The problem:
Answer these questions from the notes on double fertilization below:
1. How many haploid megaspores does the ovule's meiosis produce?
2. What does the generative cell form when it divides by mitosis?
3. What results when the second sperm cell fuses with the central nuclei?

Excerpted passage:
● ● ● ●

Double Fertilization in Flowering Plants

Overview

  • Flowering plants exhibit a unique reproductive process called double fertilization.
  • Involves two fertilization events between male and female reproductive organs.

Female Reproductive Organ: Ovule Changes

  • The ovule initially contains one reproductive cell called the megaspore or mother cell (diploid).
  • Undergoes meiosis to produce four haploid megaspores.
    • Three megaspores degenerate, leaving one surviving megaspore.
  • The surviving megaspore undergoes three rounds of mitosis to create eight haploid nuclei.
    • These nuclei share the same cytoplasm initially.
  • The resulting structure is called the embryo sac.

Formation within the Embryo Sac

  • Cell walls form between most of the nuclei:
    • Three antipodal cells form opposite the micropyle.
    • Three cells form above the micropyle: two are synergids and one is the egg cell.
    • Two central nuclei remain together in a large cell.
  • The egg cell and the central nucleate cell participate in double fertilization.

Male Reproductive Organ: Pollen Transfer

  • Pollen grain contains:
    • Tube cell: bulk of the pollen grain.
    • Generative cell: becomes sperm cells.
  • Pollen grain lands on the stigma, germinates:
    • Tube cell grows down the style into the ovary.
    • Generative cell follows behind tube nucleus, divides by mitosis forming two haploid sperm cells.

Double Fertilization Process

  • Pollen tube reaches micropyle, releasing sperm cells into embryo sac.
  • First sperm cell fertilizes egg cell forming a diploid zygote (embryo origin).
  • Second sperm cell fuses with central nuclei creating a triploid endosperm (food supply).

Unique Feature

  • Double fertilization is characteristic of angiosperms (flowering plants).
  • Gymnosperms, ferns, mosses do not exhibit this process.

● ● ● ●

Data provided:

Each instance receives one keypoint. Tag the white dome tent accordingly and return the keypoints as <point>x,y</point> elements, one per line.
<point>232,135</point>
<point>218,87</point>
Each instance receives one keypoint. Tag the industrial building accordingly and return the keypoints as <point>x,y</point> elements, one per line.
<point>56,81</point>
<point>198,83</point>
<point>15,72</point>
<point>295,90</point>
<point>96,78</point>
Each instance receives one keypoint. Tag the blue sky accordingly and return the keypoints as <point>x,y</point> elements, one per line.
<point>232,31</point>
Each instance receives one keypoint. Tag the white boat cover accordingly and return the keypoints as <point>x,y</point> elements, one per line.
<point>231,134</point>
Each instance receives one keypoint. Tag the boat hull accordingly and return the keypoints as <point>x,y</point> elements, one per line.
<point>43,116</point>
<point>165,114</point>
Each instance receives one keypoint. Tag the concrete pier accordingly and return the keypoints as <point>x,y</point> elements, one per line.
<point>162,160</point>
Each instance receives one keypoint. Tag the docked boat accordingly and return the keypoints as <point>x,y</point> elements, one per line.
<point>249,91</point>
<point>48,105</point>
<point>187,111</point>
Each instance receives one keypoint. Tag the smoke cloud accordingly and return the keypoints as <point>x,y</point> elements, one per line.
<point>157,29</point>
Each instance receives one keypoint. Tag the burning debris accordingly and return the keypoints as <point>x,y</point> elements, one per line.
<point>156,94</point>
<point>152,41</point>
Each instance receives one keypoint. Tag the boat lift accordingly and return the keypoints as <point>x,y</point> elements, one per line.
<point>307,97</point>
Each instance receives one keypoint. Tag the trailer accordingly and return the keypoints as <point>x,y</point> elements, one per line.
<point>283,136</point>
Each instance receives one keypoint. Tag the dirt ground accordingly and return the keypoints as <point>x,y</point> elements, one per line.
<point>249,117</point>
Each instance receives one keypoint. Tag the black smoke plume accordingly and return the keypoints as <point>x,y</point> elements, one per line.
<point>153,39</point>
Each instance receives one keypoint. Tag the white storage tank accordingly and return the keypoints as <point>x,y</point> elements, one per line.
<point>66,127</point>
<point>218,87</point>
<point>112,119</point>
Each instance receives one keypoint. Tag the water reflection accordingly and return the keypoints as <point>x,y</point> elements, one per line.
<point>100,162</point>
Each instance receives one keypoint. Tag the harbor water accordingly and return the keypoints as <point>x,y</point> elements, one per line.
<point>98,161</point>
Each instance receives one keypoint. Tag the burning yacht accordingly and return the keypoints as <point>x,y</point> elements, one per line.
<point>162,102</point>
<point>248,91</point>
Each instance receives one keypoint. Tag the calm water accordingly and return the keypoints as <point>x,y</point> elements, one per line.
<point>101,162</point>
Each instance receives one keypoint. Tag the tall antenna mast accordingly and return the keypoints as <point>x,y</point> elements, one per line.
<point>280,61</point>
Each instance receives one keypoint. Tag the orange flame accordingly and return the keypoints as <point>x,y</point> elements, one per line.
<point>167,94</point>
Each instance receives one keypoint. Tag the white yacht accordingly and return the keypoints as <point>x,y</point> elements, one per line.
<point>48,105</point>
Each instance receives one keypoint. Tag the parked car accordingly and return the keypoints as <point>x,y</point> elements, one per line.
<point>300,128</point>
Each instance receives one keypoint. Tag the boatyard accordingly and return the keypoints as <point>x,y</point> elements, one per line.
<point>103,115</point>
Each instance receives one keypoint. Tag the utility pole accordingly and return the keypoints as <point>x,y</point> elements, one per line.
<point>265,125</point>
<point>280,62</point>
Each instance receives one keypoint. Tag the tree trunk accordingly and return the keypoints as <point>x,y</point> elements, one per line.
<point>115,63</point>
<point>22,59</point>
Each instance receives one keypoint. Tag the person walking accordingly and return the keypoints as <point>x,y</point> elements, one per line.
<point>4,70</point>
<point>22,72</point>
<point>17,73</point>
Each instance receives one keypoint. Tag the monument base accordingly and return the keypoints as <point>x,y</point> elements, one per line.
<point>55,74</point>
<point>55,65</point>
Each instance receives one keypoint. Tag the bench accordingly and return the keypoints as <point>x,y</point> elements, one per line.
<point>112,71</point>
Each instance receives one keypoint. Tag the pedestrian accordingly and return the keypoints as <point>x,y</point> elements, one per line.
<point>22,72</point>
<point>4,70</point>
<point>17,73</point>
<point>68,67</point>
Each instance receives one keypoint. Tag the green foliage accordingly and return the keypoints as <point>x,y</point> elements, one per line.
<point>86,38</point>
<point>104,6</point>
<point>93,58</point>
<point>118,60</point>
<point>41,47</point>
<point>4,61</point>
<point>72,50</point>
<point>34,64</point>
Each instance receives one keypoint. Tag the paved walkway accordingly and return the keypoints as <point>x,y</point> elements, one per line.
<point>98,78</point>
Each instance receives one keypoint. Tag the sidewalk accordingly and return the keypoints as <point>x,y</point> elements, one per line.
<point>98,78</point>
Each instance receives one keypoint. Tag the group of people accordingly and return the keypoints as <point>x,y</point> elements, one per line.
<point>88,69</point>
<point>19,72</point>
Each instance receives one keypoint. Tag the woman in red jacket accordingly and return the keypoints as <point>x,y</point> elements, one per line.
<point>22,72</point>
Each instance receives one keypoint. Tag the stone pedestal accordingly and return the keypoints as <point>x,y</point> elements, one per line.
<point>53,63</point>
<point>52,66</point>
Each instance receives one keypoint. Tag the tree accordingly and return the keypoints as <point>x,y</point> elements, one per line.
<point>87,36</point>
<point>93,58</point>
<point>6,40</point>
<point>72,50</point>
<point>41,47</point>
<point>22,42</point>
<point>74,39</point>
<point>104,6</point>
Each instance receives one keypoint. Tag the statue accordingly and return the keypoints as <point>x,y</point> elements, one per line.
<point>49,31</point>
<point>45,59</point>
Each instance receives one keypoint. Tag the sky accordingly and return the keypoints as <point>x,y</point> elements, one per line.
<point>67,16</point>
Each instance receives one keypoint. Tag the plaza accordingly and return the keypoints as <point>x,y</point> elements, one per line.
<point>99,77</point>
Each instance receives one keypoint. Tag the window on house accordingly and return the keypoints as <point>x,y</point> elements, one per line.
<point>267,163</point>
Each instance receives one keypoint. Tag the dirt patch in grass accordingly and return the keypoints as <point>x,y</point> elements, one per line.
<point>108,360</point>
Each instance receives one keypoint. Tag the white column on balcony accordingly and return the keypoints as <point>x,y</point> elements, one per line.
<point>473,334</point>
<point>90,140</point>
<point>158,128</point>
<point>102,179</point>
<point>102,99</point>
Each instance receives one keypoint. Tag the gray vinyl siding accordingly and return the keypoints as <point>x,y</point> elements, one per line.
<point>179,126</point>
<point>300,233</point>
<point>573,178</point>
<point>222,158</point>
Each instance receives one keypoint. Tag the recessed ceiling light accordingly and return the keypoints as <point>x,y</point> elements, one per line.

● ● ● ●

Response to this task:
1. Four haploid megaspores.
2. Two haploid sperm cells.
3. A triploid endosperm, which serves as the food supply.